Arbeitsauftrag 1
Beantworten Sie anhand des Textes über die Energiemassnahmen der Schweiz die folgenden Fragen:
(a) Um wie viel würde die CO2-Lenkungsabgabe einen Liter Benzin oder Diesel verteuern?
(b) Auf welchem Niveau soll der Stromverbrauch bis 2020 stabilisiert werden?
(c) Wie hoch sind die Kosten des nationalen Förderprogramms im Gebäudebereich?
Arbeitsauftrag 2
Setzen Sie den Text über die Energiemassnahmen der Schweiz im Anschluss an seinen letzten Satz fort.

Textauszug
====

Besitzer von Benzinsäufern und Dreckschleudern werden zur Kasse gebeten. Ex-press

Saubere Autos fördern, alte Gebäude sanieren, die Glühbirne verbieten: Mit diesen Massnahmen will die Schweiz gegen steigenden Energieverbrauch und Energieverschwendung kämpfen.

Umweltminister Moritz Leuenberger präsentierte 26 Massnahmen, mit denen auch die Energieeffizienz und die erneuerbaren Energien gefördert werden.

Ab 2013 soll die CO2-Lenkungsabgabe auf Benzin und Diesel erhoben werden, was den Liter um 15 bis 50 Rappen verteuern würde. Bei der Importsteuer für Personenwagen ist ein Bonus-Malus-System vorgesehen. Saubere Autos sollen 3000 bis 4000 Franken Rabatt erhalten.

Die steuerliche Belastung von “dreckigen” Neuwagen ist eine von 26 Massnahmen, die Umweltminister Moritz Leuenberger am Montag vorstellte.

Anvisiertes Ziel der Aktionspläne: Bis 2020 soll der Verbrauch fossiler Energien um jährlich 1,5% reduziert, der Stromverbrauch auf dem Niveau von 2006 stabilisiert und der Anteil erneuerbarer Energien am Gesamtenergieverbrauch um 50% gesteigert werden.

Keine neuen Atomkraftwerke nötig

“Wenn alle Massnahmen umgesetzt werden, braucht es sicher keine zusätzlichen Kern- und Gaskraftwerke”, sagte Leuenberger. Je mehr in den Bereichen Energieeffizienz und erneurbare Energien erreicht werde, desto weniger sei die Schweiz auf Kraftwerke angewiesen. Ein Anteil aus erneuerbarer Energie von 24% reicht laut Leuenberger aber nicht aus, um auf Kernkraftwerke zu verzichten.

Minergiestandard obligatorisch

Im Gebäudebereich will Leuenberger einen obligatorischen Minergiestandard auch bei der Sanierung von Gebäuden festlegen, die vor 1995 erbaut wurden. Die Kosten eines entsprechenden nationalen Förderprogramms von 215 Mio. Franken sollen durch einen Teil der ab 2008 geltenden CO2-Abgabe auf Brennstoffe gedeckt werden.

====

Extrahierte Angaben
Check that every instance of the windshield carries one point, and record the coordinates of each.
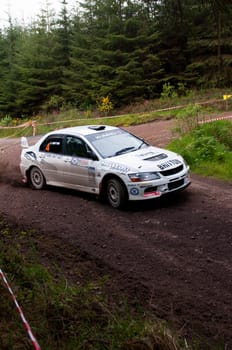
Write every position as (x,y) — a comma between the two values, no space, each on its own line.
(115,142)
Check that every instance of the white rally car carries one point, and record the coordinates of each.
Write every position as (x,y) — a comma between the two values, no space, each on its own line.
(104,160)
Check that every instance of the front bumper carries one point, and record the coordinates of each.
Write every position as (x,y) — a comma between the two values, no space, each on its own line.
(155,189)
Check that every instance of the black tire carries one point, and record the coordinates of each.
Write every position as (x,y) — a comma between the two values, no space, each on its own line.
(36,179)
(116,193)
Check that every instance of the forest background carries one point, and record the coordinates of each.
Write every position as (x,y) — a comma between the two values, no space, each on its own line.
(126,51)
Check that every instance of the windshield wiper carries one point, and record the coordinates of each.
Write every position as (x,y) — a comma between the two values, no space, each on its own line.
(142,143)
(123,150)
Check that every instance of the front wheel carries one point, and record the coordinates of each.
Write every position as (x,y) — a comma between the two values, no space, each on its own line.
(116,193)
(36,178)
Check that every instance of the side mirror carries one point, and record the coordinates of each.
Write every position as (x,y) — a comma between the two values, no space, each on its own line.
(24,142)
(92,155)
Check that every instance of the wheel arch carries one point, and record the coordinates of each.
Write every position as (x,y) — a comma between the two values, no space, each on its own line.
(105,179)
(28,173)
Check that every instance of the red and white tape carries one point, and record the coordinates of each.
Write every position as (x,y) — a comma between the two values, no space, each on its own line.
(26,324)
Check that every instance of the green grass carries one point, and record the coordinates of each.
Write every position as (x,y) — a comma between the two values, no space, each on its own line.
(207,149)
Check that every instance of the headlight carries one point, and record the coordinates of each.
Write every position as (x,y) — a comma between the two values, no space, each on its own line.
(138,177)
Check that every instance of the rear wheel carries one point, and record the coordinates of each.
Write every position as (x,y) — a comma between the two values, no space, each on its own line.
(116,193)
(36,178)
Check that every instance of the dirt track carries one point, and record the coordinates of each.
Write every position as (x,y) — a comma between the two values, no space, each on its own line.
(172,255)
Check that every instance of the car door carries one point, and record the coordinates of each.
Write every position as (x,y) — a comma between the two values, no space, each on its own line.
(80,168)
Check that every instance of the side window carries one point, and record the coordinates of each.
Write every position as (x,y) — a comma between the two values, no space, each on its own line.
(52,145)
(76,147)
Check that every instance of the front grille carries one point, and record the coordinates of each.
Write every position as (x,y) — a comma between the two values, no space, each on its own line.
(150,189)
(172,171)
(175,184)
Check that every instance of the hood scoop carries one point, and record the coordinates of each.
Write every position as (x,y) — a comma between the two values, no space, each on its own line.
(157,157)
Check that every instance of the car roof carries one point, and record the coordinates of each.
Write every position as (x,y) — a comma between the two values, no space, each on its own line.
(84,129)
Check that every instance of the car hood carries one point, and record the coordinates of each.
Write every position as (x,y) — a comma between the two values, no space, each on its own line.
(148,159)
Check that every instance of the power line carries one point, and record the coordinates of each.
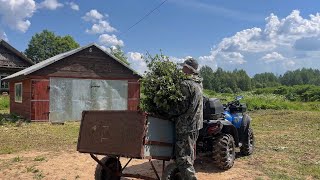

====

Lösung 1
(a) Die CO2-Lenkungsabgabe würde einen Liter um 15 bis 50 Rappen verteuern.
(b) Der Stromverbrauch soll auf dem Niveau von 2006 stabilisiert werden.
(c) Das nationale Förderprogramm kostet 215 Mio. Franken.

Lösung 2
Für alle bestehenden Gebäuden soll weiter ein gesamtschweizerischer Energieausweis eingeführt werden. Dieser soll für Transparenz bezüglich Energieverbrauch sorgen.

Standby-Modus einschränken

Ein grosses Potenzial sieht Leuenberger auch bei elektronischen Geräten, für die Mindestanforderungen vorgesehen sind. Für elektronische Geräte wie Computer, Eisschränke, Kaffee- und Waschmaschinen soll der Bundesrat Limiten für den Verbrauch im Standby-Modus erlassen.

Glühbirnen will der Umweltminister ab 2012 verbieten. Insgesamt geht der Aktionsplan davon aus, dass sich der Energieverbrauch in den nächsten 20 Jahren um 30 bis 70% verringern lässt.

Setzen auf Wasserkraft

Der Aktionsplan “Erneuerbare Energien” konzentriert sich – unter Berücksichtigung des neuen Energiegesetzes und des revidierten Mineralölsteuergesetzes – auf Massnahmen im Bereich der Wärmeproduktion sowie auf die Wasserkraft und biogenen Treibstoffe.

Dadurch soll der Anteil an erneuerbaren Energien am Gesamtenergieverbrauch von heute 16,2 auf rund 24% gesteigert werden. Im Vordergrund stehen erneuerbare Energien, die bereits heute marktreif sind oder es mittelfristig werden: Wasserkraft, Biomasse und Holz, Umgebungswärme und Solarthermie.

Der Bundesrat hatte im vergangenen Februar das Eidgenössische Departement für Umwelt, Verkehr, Energie und Kommunikation (UVEK) mit der Erarbeitung der Aktionspläne beauftragt, als Teil der Neuausrichtung der schweizerischen Energiepolitik. Die Anhörung für die Massnahmen dauert bis Mitte Oktober.

Konträre Reaktionen

Sozialdemokraten und Grüne haben Leuenbergers Vorschläge als “überfällig” begrüsst. Die Politik müsse endlich begreifen, dass “kein Handlungsspielraum” mehr vorhanden sei, betonte der Grüne Aargauer Nationalrat Geri Müller.

Für den sozialdemokratischen Energiexperten Rudolf Rechsteiner aus Basel-Stadt ist die “Zeit der Branchenvereinbarungen abgelaufen”. Nun müssten allgemeinverbindliche, einschneidende Massnahmen beschlossen werden.

Dem Wirtschaftsdachverband economiesuisse stösst die Erhöhung der CO2-Lenkungsabgabe sauer auf: Diese Massnahme mache nur in Absprache mit den Nachbarländern Sinn, sagte Verbandssprecher Urs Näf.

“Die Wirtschaft wird sich mit allen Mittel dagegen zur Wehr setzen”, kündigte Ulrich Giezendanner an. Dass Bundesrat Leuenberger nun auf den Bau von Kernkraftwerken verzichten wolle, sei “reiner Wahlkampf”. Die Schweiz komme nicht um ein weiteres Atomkraftwerk herum, betonte der Aargauer SVP-Nationalrat.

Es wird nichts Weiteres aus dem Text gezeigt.